* Aim of the task: Lay out the records below as a numbered list, omitting any blank lines.

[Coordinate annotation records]
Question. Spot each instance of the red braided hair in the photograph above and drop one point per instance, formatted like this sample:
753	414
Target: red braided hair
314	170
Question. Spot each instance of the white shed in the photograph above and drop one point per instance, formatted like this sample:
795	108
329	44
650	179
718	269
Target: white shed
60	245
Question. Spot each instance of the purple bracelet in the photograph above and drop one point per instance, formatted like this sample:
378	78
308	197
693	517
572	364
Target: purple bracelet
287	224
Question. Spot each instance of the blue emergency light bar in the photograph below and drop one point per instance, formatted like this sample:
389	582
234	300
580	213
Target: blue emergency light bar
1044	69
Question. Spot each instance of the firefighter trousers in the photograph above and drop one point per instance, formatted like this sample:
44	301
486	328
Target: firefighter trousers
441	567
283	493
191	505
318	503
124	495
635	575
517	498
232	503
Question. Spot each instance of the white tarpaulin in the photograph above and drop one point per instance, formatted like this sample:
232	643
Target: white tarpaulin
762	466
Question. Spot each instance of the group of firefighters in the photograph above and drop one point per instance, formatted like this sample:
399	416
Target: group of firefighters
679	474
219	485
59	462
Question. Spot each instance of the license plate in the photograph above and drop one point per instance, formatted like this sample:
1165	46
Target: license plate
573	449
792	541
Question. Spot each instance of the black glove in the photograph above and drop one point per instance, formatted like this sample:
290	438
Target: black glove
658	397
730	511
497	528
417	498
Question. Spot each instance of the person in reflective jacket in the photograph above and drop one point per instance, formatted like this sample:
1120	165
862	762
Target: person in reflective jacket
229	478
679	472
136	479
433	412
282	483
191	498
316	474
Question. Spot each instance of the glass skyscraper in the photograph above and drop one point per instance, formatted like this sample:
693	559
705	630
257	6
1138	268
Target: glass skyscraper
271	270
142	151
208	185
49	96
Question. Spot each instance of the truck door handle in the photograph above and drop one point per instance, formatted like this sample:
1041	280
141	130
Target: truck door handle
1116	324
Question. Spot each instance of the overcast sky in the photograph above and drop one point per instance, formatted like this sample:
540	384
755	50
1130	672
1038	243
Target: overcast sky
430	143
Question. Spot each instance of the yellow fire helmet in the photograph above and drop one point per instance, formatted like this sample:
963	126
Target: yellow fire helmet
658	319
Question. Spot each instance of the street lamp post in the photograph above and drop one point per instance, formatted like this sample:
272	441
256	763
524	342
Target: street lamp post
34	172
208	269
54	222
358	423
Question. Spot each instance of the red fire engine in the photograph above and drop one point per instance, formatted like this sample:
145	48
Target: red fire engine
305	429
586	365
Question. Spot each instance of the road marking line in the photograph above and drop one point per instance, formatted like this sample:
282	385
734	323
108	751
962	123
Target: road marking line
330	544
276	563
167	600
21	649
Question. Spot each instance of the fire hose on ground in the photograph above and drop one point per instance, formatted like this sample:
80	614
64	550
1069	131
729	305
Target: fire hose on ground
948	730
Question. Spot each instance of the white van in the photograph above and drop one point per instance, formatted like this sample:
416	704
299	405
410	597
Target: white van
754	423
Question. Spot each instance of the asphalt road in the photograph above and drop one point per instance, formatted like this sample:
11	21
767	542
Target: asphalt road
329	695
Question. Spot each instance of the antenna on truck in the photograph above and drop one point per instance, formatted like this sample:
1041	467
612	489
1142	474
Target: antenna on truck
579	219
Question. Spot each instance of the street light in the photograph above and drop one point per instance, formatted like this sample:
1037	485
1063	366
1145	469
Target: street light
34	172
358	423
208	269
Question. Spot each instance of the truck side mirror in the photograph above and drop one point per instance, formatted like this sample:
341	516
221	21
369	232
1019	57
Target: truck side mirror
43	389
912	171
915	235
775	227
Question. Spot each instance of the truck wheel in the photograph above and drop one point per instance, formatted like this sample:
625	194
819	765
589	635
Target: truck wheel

* Written response:
1. Question. Spot each instance of the red braided hair in the photograph above and drop one point per instance, formatted like this sample:
2. 753	414
3. Target: red braided hair
4. 314	170
5. Question. Spot each instance of the white shed in the photograph above and drop one point per instance, formatted like this sample:
6. 795	108
7. 329	44
8. 650	179
9. 718	269
10. Target: white shed
11. 60	245
12. Question. Spot each instance of the purple bracelet in the photograph above and drop one point per instance, formatted like this sample:
13. 378	78
14. 308	197
15. 693	517
16. 572	364
17. Target: purple bracelet
18. 287	224
19. Question. Spot each instance of the blue emergency light bar in the photograph below and drop one point per instance, formatted like this sample:
20. 389	582
21. 234	300
22. 580	213
23. Target: blue emergency light bar
24. 1044	69
25. Question. Spot each instance of the firefighter trousers in the photograph above and drop one point per instance, formatted like this sample:
26. 44	301
27. 486	328
28. Target: firefighter trousers
29. 441	567
30. 283	493
31. 191	505
32. 318	503
33. 124	495
34. 635	575
35. 517	498
36. 232	503
37. Question. Spot each instance of the white tarpaulin in the photograph above and drop one point per instance, formatted like this sample:
38. 232	643
39. Target: white tarpaulin
40. 762	466
41. Question. Spot each instance of the group of firefighters in the photograph above and drop one point per instance, formatted like this sample:
42. 399	416
43. Target: group of firefighters
44. 679	474
45. 219	485
46. 59	462
47. Question. Spot each instance of the license plate in the photograph above and drop one point per instance, formatted like this sample:
48. 1165	46
49. Target: license plate
50. 573	449
51. 792	541
52. Question. Spot each instance of the black glove in the photograph above and drop one point per instance, formatted like this sample:
53. 290	438
54. Target: black glove
55. 658	397
56. 730	511
57. 497	528
58. 417	498
59. Question. Spot each instance of the person in reflective jacket in the photograph above and drop one point per instance, formatted like this sample:
60. 1120	165
61. 862	762
62. Target: person in reflective jacket
63. 229	478
64. 679	472
65. 136	479
66. 433	412
67. 282	483
68. 191	498
69. 316	474
70. Question. Spot each instance of the glass skyscraper in the photograph above and drop one point per instance, formatted like this sample:
71. 693	559
72. 705	630
73. 257	6
74. 1138	268
75. Target: glass skyscraper
76. 271	270
77. 142	151
78. 208	185
79. 49	96
80. Question. Spot each instance of the truck door handle in the photograph above and drop one point per instance, formatted like this sample:
81. 1041	280
82. 141	130
83. Target: truck door handle
84. 1116	324
85. Question. Spot each instance of the overcast sky in the photograph above and drop one point per instance, formatted like this sample:
86. 540	384
87. 755	50
88. 1130	672
89. 1038	243
90. Target: overcast sky
91. 430	143
92. Question. Spot each instance of the yellow fire helmet in the photograph above and drop one point per instance, formatted like this sample:
93. 963	126
94. Target: yellow fire helmet
95. 658	319
96. Question. Spot each instance of the street lamp post in the photograph above and drop one point per instance, formatted like this sample:
97. 272	441
98. 256	763
99. 524	342
100. Target: street lamp post
101. 34	172
102. 208	269
103. 54	222
104. 358	423
105. Question. Spot each instance of the red fire engine in the photograph above and drop one point per instance, formatted like this sample:
106. 145	48
107. Target: red fire engine
108. 305	429
109. 586	365
110. Question. Spot each instance of the road marking line in the photograph above and drop one point per instance, formatted like this sample:
111. 282	385
112. 734	323
113. 108	751
114. 962	123
115. Target: road marking line
116. 330	544
117. 276	563
118. 167	600
119. 21	649
120. Question. Spot each instance of the fire hose on ground in the photograph above and drop one point per instance, formatted like this sample:
121. 80	614
122. 64	550
123. 1069	131
124. 729	305
125. Target: fire hose on ground
126. 948	730
127. Question. Spot each instance of the white van in the photograph above and drop one point per instance, formatted like this sample:
128. 416	704
129. 299	405
130. 410	597
131. Target: white van
132. 754	423
133. Question. Spot each instance of the asphalt road in the photograph above and drop one point per instance, formatted like this sample:
134. 11	21
135. 767	542
136. Target: asphalt road
137. 329	695
138. Question. Spot each instance of the antenna on truck in the photograph above and drop one point per instance, formatted like this sample:
139. 1041	467
140. 612	489
141. 1142	474
142. Target: antenna on truck
143. 579	219
144. Question. Spot each instance of the street light in the photograph above and drop one point per instance, formatted like this sample:
145. 1037	485
146. 1063	366
147. 1145	469
148. Target: street light
149. 34	172
150. 358	423
151. 208	269
152. Question. Spot each instance of the truck side mirror in the photograph above and drop one point per instance, formatted like this sample:
153. 341	516
154. 221	21
155. 369	232
156. 1019	57
157. Target: truck side mirror
158. 43	389
159. 912	171
160. 915	235
161. 775	227
162. Question. Spot each instance of the truck wheel in the photograph above and drop one point per instance, formatted like this sample:
163. 625	194
164. 819	765
165. 589	635
166. Target: truck wheel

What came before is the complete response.